PASSAGE below:
The degree to which communities succeed reflects how the quality of local relationships, the strength of local economies, the agency, resources and capacities of local people have been enabled to thrive or suppressed. There is an ‘ecology of disaster recovery’ shaped both by specific steps of preparedness, but also by the general circumstances of the community in question, whether the economic model, and social and cultural norms, support resilience or undermine it.
Here, the Government has abysmally failed. Its funding cuts – rising to almost 50 percent of local authority funding since 2010 – have meant the decimation of local groups which bring people together – youth services, pensioners services, mental health groups, sports activities. The police have suffered a 20 percent reduction as well as a rise in duties (dealing with the homeless).
So we are less prepared to come together to fight a national emergency than we were even in 2013, when the Government last deigned to take a look at civil contingency. And let’s not examine the 42 Local Resilience Forums too closely – apart from traditional flood areas (Humberside) they are groups of statutory and charitable services which meet rarely and have not lead the charge on civil emergencies.
The fuel protests of the year 2000 revealed ways in which other economic shifts rendered the country as a whole more vulnerable to shocks.
End of PASSAGE.
WHAT YOU WILL DO:
1 – Retype the part of the passage between "Here, the Government" and "with the homeless).", inclusive.
2 – Which local groups does the passage say funding cuts have decimated?
3 – How many Local Resilience Forums does the passage mention?
You won't need the rows that follow the passage.
LISTED ENTRIES below:
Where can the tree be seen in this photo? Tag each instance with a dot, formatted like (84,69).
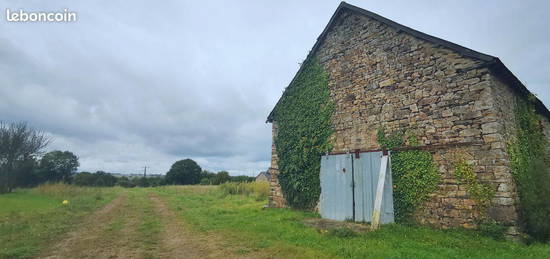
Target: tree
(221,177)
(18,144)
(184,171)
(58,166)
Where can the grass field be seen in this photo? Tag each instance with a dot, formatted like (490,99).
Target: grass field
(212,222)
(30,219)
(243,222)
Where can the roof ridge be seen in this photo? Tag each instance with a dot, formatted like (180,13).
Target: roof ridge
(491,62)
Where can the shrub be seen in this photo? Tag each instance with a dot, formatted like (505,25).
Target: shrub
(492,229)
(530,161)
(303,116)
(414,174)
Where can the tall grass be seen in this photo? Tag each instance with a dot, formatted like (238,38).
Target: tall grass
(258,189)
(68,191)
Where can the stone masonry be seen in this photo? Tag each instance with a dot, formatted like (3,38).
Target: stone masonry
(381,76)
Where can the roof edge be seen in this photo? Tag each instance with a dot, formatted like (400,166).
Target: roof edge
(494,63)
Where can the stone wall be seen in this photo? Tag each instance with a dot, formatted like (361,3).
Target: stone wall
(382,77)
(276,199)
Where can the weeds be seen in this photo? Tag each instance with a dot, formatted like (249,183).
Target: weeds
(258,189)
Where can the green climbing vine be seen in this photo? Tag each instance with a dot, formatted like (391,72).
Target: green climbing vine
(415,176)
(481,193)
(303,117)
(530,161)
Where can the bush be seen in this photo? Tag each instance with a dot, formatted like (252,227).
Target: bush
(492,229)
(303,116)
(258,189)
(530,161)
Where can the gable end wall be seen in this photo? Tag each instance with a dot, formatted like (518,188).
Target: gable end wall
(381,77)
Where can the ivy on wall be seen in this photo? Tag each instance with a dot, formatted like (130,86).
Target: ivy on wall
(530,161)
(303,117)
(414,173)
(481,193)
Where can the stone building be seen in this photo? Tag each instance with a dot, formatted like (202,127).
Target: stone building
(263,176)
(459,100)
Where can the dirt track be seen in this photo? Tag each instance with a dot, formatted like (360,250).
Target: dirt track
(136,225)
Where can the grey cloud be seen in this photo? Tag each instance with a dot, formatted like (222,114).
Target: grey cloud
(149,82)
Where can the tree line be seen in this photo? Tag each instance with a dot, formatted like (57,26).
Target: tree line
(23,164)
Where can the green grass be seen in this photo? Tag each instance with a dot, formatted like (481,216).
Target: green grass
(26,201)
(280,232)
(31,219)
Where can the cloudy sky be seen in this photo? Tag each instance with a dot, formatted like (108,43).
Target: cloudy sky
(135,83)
End of LISTED ENTRIES.
LISTED ENTRIES below:
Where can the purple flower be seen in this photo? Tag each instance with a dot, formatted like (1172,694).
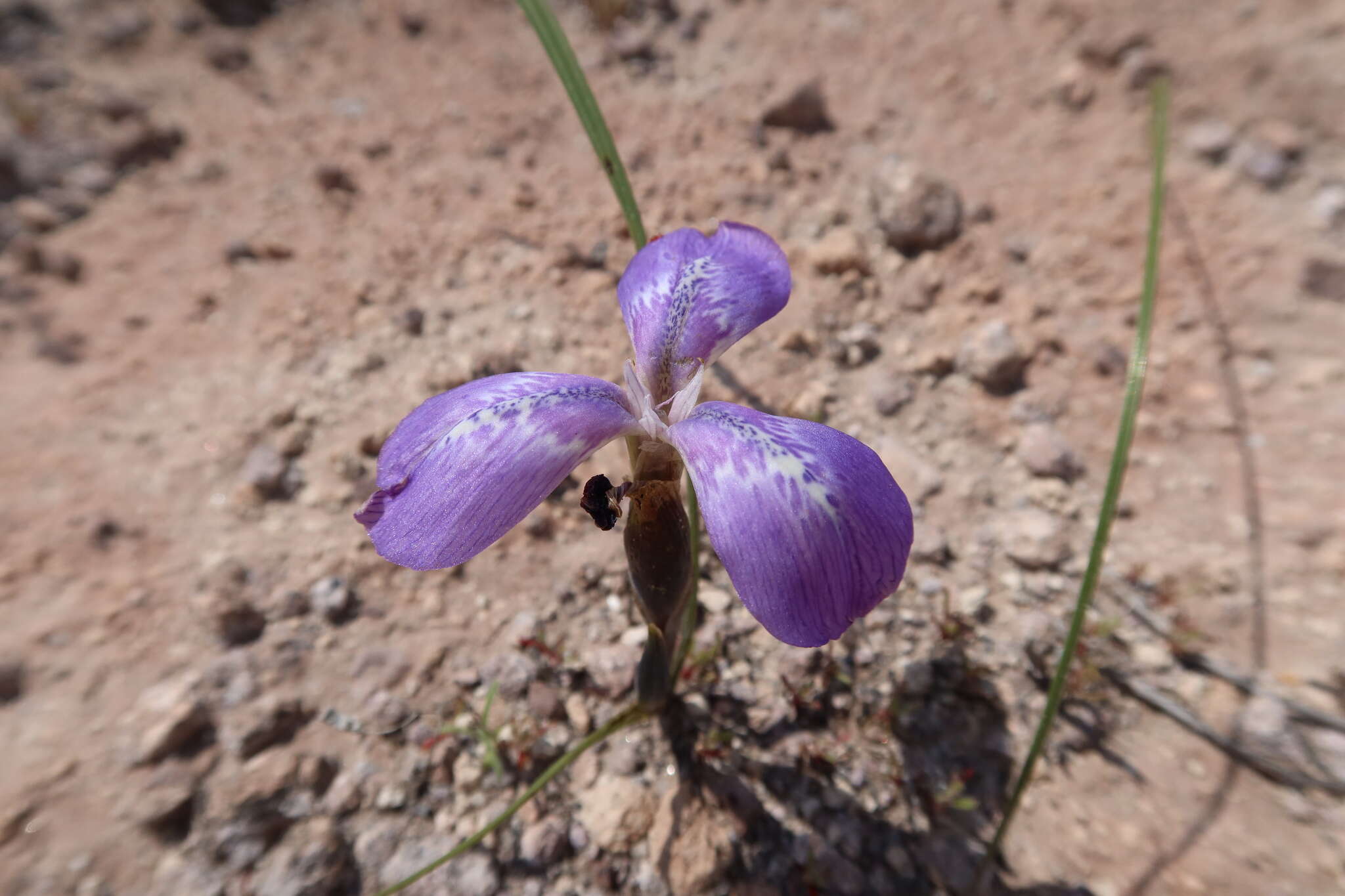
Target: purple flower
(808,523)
End of LISTED ENTRIES.
ANSWERS TO EACH TASK:
1 –
Here, the Government has abysmally failed. Its funding cuts – rising to almost 50 percent of local authority funding since 2010 – have meant the decimation of local groups which bring people together – youth services, pensioners services, mental health groups, sports activities. The police have suffered a 20 percent reduction as well as a rise in duties (dealing with the homeless).

2 – Youth services, pensioners services, mental health groups, sports activities

3 – 42